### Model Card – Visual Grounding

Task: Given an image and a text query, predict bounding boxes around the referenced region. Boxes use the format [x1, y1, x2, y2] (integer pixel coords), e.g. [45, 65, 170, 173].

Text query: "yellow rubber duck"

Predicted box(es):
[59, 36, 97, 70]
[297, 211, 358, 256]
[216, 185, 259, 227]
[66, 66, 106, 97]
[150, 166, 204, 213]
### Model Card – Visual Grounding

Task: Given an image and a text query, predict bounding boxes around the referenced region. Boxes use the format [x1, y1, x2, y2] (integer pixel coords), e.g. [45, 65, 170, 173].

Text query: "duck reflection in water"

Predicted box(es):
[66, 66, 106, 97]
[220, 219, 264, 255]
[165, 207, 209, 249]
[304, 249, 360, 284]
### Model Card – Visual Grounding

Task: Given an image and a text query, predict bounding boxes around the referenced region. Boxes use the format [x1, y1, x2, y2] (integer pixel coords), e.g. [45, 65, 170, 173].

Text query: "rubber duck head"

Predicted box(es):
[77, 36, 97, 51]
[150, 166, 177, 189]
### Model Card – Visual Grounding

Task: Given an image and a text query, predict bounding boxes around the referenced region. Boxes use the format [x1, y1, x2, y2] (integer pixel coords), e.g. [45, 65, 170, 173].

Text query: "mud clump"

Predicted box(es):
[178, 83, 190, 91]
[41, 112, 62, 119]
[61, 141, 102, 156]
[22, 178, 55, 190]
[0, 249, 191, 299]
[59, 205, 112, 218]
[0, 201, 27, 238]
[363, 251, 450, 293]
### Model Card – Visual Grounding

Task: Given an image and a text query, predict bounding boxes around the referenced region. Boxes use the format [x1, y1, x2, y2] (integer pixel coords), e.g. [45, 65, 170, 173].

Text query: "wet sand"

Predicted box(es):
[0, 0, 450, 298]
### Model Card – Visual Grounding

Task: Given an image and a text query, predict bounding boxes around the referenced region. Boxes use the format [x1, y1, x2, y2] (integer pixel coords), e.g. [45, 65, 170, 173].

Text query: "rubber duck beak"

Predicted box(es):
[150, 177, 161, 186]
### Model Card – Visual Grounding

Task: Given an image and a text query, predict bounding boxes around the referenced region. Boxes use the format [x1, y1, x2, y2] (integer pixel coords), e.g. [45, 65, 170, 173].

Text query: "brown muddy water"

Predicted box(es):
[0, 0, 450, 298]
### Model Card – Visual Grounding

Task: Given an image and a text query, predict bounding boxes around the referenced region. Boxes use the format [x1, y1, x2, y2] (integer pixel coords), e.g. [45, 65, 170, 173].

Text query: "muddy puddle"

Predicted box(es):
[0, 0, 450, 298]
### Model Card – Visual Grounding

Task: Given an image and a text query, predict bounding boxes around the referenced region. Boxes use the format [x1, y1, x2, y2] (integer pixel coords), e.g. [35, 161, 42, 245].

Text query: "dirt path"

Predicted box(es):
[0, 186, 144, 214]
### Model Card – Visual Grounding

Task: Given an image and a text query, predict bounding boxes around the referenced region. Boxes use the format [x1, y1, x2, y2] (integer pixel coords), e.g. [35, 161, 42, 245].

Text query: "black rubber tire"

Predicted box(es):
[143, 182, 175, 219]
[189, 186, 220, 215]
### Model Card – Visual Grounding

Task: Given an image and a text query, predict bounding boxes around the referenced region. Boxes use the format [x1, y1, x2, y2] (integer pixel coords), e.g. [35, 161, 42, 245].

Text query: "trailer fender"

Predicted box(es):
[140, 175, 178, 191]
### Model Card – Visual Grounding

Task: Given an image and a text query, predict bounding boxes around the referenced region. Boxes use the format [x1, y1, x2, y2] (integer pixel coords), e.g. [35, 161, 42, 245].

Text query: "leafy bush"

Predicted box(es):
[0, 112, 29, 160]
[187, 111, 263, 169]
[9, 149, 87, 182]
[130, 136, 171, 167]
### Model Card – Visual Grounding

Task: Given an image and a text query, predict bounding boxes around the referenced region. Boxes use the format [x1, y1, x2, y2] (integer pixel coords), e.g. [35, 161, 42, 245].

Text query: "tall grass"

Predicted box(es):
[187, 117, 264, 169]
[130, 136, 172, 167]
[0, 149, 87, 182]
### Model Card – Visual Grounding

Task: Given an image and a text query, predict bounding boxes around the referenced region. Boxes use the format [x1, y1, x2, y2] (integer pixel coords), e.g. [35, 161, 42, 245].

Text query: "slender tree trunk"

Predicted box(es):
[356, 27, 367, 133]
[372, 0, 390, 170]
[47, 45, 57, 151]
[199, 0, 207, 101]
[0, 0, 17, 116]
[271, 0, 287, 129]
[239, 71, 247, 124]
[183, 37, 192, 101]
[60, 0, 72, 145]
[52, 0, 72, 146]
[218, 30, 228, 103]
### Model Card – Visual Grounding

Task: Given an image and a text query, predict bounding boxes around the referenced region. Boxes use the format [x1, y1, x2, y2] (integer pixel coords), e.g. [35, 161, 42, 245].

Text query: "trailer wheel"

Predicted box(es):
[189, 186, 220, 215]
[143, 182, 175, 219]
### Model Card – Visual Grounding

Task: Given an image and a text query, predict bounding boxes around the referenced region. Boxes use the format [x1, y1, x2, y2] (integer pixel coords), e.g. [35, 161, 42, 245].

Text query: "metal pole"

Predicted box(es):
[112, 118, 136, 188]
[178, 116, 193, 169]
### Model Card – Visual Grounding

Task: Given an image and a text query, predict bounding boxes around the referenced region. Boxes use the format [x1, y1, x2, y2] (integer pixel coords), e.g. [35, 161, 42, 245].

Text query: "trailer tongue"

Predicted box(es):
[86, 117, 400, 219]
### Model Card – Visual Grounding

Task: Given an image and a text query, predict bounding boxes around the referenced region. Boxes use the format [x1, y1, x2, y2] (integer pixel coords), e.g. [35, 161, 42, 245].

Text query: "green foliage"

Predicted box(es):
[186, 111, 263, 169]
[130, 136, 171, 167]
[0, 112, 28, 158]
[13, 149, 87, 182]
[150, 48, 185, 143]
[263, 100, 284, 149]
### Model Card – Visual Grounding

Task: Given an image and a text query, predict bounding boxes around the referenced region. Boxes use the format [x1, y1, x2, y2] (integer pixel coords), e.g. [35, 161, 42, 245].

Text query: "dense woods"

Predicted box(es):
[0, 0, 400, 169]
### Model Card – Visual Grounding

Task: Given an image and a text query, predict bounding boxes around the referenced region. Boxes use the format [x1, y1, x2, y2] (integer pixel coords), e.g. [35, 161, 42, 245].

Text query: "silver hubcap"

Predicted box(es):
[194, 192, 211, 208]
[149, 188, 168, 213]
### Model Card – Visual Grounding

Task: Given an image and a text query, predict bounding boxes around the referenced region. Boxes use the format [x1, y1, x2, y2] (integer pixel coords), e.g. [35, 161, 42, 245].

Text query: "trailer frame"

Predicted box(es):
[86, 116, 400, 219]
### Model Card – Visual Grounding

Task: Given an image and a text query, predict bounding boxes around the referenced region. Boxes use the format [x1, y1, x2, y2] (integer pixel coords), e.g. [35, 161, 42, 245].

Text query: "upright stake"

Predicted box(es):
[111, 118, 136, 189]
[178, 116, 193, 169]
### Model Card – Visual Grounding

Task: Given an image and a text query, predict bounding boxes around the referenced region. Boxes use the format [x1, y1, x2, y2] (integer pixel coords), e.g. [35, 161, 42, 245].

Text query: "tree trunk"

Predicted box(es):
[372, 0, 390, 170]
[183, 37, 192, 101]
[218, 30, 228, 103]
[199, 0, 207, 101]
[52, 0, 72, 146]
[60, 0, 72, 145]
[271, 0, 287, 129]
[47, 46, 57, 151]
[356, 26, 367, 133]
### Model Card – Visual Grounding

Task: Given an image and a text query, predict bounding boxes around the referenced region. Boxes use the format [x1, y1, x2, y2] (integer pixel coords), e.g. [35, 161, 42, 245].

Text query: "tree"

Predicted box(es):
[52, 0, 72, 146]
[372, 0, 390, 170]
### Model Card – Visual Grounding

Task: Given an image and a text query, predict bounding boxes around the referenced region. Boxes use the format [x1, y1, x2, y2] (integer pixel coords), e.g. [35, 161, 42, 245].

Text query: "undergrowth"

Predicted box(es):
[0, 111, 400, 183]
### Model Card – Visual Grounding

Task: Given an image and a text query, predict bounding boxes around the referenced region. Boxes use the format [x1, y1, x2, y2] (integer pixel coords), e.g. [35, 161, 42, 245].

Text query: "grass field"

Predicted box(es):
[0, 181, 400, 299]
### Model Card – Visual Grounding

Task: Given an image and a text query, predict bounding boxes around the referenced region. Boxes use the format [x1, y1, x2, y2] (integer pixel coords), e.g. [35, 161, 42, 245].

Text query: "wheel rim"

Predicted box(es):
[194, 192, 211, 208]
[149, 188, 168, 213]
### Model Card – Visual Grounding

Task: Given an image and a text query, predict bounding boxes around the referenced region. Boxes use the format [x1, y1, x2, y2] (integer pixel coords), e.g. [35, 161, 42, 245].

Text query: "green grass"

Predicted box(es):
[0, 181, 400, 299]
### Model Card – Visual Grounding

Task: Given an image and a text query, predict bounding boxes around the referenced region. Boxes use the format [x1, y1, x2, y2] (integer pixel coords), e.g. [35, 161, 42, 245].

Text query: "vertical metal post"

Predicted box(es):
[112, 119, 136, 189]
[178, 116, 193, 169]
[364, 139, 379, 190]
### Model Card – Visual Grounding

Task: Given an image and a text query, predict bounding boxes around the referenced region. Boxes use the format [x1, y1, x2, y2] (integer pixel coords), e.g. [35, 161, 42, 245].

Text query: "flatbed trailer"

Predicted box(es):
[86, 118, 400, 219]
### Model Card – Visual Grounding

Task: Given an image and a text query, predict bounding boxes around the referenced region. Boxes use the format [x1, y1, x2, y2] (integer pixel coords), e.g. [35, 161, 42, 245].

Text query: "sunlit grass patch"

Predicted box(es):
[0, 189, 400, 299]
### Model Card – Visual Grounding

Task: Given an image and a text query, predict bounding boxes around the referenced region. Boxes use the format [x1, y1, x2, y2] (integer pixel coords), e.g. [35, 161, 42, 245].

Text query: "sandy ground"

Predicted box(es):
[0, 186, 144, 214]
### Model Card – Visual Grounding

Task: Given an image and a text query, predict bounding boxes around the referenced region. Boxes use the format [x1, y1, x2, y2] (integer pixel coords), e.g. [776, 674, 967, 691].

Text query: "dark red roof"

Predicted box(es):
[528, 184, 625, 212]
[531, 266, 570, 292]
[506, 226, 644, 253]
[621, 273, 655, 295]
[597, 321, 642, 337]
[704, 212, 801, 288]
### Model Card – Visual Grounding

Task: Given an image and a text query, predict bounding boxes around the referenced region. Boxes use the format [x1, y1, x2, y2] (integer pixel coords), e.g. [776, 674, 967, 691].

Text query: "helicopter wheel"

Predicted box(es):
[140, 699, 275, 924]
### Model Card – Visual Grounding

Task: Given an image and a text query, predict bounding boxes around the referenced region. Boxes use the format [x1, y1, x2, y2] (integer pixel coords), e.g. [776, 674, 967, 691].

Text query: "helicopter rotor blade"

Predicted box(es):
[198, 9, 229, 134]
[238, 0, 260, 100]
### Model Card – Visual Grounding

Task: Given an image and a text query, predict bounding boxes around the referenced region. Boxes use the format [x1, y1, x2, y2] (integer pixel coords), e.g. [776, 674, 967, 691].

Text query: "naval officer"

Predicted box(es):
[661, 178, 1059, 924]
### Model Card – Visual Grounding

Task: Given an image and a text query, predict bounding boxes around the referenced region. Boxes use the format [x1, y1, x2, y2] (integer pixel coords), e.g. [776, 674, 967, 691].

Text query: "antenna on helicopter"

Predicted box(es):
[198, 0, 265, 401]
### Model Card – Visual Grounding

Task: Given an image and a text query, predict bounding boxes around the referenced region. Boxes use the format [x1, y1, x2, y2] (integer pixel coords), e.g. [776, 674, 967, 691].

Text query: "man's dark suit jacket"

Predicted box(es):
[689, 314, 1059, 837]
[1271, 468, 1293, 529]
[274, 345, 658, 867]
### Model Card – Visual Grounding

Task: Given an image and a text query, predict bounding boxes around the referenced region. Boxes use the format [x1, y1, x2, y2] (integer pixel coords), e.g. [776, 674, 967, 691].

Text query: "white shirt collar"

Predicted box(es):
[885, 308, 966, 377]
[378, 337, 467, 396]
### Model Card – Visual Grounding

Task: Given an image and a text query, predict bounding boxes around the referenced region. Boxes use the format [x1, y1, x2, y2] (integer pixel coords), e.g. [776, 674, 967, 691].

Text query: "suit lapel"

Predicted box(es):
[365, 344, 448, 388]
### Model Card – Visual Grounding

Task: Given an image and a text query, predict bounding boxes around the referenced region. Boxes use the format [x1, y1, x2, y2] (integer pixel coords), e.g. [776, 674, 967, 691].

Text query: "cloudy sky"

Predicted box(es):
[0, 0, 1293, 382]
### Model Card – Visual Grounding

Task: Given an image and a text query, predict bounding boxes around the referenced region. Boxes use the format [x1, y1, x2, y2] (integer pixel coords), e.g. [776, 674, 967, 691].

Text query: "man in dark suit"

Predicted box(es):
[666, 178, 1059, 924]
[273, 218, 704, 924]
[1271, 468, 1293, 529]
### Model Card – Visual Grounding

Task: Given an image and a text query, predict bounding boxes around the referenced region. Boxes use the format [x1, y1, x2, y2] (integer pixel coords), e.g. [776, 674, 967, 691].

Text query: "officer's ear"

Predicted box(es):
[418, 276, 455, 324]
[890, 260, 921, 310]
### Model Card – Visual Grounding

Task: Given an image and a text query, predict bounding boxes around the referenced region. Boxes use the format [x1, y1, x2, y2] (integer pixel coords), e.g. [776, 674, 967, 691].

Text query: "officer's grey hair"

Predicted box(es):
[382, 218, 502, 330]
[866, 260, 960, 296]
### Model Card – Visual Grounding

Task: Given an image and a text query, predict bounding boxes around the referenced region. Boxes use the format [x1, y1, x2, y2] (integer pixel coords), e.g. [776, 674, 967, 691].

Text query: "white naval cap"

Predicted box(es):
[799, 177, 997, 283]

> [EXERCISE DETAILS]:
Copy the material word for word, from its first line through the line containing "[304, 249, 360, 284]", with both of those lines included.

> [PROBLEM SOLUTION]:
### Model Card – Visual Grounding

Task: Given an image and a text query, predict bounding boxes around the referenced region. Boxes use the format [x1, y1, x2, y2] (integer pixel coords), e.g. [45, 65, 170, 173].

Text query: "yellow rubber duck"

Predicted box(es):
[59, 36, 97, 70]
[297, 211, 358, 256]
[216, 185, 259, 227]
[66, 66, 106, 97]
[150, 166, 204, 213]
### Model Card – Visual Grounding

Task: Given an image and a text query, predict bounding boxes around the referenced region. Boxes use the format [x1, y1, x2, y2] (integer pixel coords), e.g. [45, 65, 170, 173].

Text query: "duck reflection in water"

Predicted box(es):
[66, 66, 106, 97]
[220, 219, 264, 255]
[165, 207, 209, 249]
[304, 249, 360, 284]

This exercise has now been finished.